◆ **Task description**
Count how many lines of the entries below contain the string "tile", treating uppercase and lowercase as different, and give only that number.

::::::

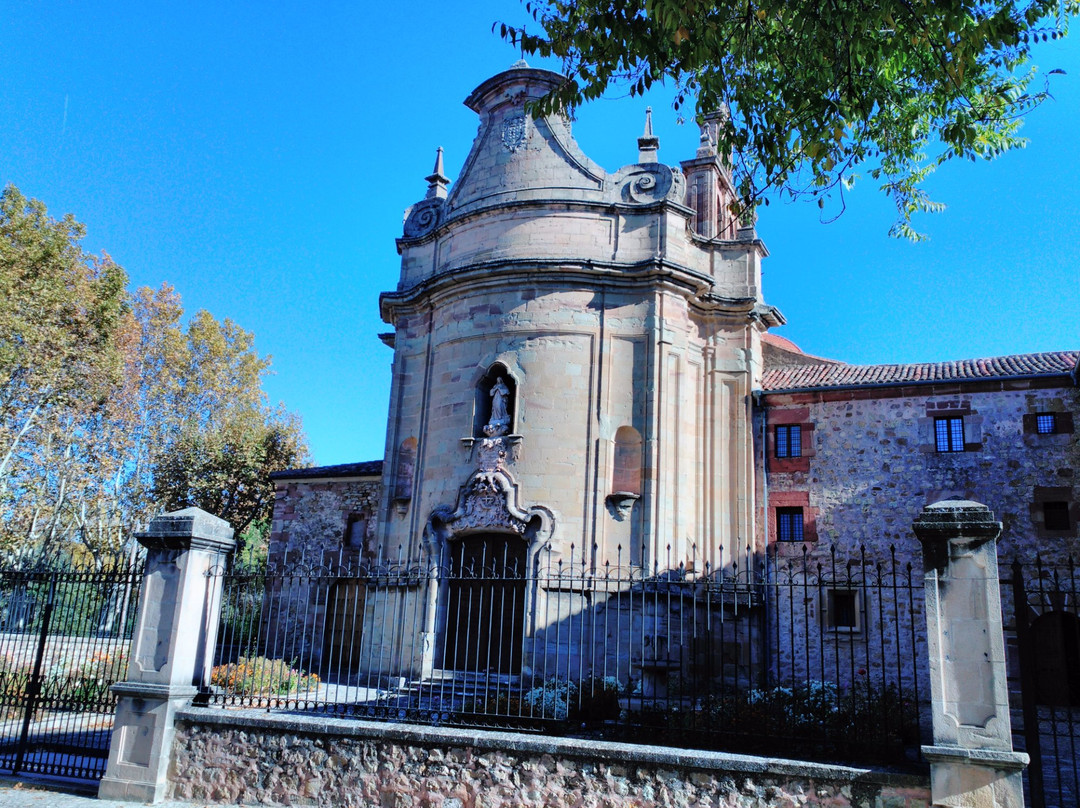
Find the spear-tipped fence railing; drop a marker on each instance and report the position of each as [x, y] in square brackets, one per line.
[811, 657]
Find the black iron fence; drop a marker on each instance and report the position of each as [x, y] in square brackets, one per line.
[1042, 623]
[808, 659]
[64, 640]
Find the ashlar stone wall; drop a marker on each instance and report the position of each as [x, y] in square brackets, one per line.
[312, 517]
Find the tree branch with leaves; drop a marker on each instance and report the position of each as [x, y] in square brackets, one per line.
[815, 92]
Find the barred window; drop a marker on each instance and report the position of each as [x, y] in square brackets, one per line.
[790, 441]
[1045, 423]
[790, 524]
[1055, 515]
[841, 609]
[948, 433]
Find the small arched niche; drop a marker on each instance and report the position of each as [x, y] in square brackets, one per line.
[405, 470]
[496, 409]
[626, 469]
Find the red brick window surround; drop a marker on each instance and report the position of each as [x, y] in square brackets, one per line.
[948, 433]
[953, 428]
[791, 517]
[788, 524]
[790, 440]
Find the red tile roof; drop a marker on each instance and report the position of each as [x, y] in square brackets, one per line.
[366, 469]
[812, 377]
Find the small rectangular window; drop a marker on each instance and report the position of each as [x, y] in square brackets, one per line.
[948, 433]
[1055, 515]
[790, 524]
[790, 441]
[841, 609]
[1045, 423]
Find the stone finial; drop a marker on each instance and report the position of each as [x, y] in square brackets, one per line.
[960, 521]
[711, 123]
[437, 180]
[648, 144]
[189, 527]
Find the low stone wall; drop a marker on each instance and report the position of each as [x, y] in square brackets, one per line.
[250, 756]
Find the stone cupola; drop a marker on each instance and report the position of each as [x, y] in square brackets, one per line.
[572, 354]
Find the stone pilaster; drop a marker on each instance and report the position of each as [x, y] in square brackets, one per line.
[972, 762]
[171, 654]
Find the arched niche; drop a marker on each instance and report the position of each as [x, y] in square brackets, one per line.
[404, 470]
[496, 408]
[626, 466]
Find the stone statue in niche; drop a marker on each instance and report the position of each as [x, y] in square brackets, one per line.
[499, 423]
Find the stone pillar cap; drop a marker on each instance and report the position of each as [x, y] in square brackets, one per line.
[189, 527]
[960, 519]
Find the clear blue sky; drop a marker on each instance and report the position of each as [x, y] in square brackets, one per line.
[259, 156]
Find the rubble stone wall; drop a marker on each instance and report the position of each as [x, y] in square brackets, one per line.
[227, 756]
[874, 466]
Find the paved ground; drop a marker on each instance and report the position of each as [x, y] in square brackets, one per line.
[51, 794]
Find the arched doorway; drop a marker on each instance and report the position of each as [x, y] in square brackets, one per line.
[343, 633]
[485, 607]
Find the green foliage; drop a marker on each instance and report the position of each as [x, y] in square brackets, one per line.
[814, 718]
[112, 409]
[261, 676]
[595, 699]
[814, 92]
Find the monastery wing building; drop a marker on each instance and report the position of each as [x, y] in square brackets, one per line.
[584, 379]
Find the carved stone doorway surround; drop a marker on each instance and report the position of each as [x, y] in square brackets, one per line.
[488, 505]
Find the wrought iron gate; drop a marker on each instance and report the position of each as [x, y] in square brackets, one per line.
[64, 640]
[1047, 621]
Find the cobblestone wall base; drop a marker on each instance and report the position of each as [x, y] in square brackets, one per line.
[240, 756]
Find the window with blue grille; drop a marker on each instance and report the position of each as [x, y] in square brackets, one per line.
[790, 441]
[948, 433]
[790, 524]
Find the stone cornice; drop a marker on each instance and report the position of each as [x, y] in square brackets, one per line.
[697, 286]
[475, 211]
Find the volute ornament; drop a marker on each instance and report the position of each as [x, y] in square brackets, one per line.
[424, 217]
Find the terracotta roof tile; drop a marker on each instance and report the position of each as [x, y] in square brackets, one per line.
[811, 377]
[368, 468]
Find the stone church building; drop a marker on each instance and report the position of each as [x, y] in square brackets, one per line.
[584, 378]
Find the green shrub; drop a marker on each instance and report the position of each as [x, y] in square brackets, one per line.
[261, 676]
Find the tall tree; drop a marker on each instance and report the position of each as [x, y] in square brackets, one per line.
[102, 390]
[815, 91]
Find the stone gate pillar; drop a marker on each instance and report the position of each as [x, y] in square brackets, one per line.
[172, 648]
[972, 762]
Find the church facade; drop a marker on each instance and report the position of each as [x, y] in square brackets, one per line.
[584, 379]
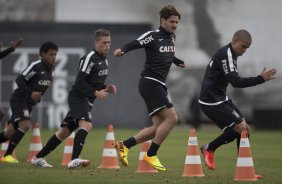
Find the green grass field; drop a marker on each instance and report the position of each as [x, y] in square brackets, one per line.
[266, 150]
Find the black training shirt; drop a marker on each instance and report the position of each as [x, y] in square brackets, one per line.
[159, 48]
[92, 73]
[36, 77]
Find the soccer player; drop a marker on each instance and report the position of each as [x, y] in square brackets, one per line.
[32, 84]
[89, 85]
[4, 53]
[159, 46]
[12, 48]
[222, 70]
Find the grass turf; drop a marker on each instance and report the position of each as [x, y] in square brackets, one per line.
[266, 151]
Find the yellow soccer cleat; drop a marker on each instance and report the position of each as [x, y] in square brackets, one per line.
[154, 162]
[9, 159]
[122, 151]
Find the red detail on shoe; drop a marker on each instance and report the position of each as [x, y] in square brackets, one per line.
[208, 156]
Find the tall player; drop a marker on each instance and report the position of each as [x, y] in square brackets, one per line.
[159, 46]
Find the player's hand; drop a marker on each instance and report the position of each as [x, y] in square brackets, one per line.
[111, 89]
[182, 65]
[102, 94]
[268, 75]
[118, 53]
[17, 43]
[36, 96]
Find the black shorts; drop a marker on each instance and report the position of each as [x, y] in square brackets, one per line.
[21, 110]
[224, 115]
[155, 95]
[80, 109]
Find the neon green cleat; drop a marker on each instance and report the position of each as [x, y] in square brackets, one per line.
[9, 159]
[154, 162]
[122, 151]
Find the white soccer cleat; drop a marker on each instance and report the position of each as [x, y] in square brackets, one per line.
[78, 163]
[40, 162]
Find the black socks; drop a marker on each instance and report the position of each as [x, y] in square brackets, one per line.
[78, 143]
[52, 143]
[15, 139]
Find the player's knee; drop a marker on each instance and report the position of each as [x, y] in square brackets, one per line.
[63, 133]
[174, 119]
[86, 126]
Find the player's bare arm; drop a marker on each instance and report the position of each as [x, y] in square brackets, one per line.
[101, 94]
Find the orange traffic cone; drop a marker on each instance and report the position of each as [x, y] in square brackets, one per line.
[144, 167]
[68, 149]
[4, 146]
[109, 159]
[193, 166]
[245, 170]
[35, 145]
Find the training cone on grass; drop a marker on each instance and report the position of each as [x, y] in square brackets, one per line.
[245, 170]
[144, 167]
[4, 147]
[109, 157]
[68, 149]
[36, 144]
[193, 166]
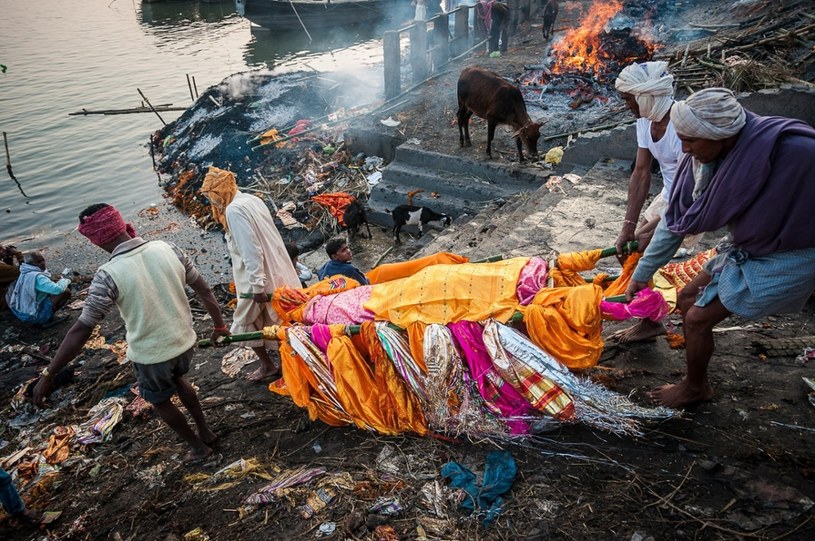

::::::

◆ **Right answer**
2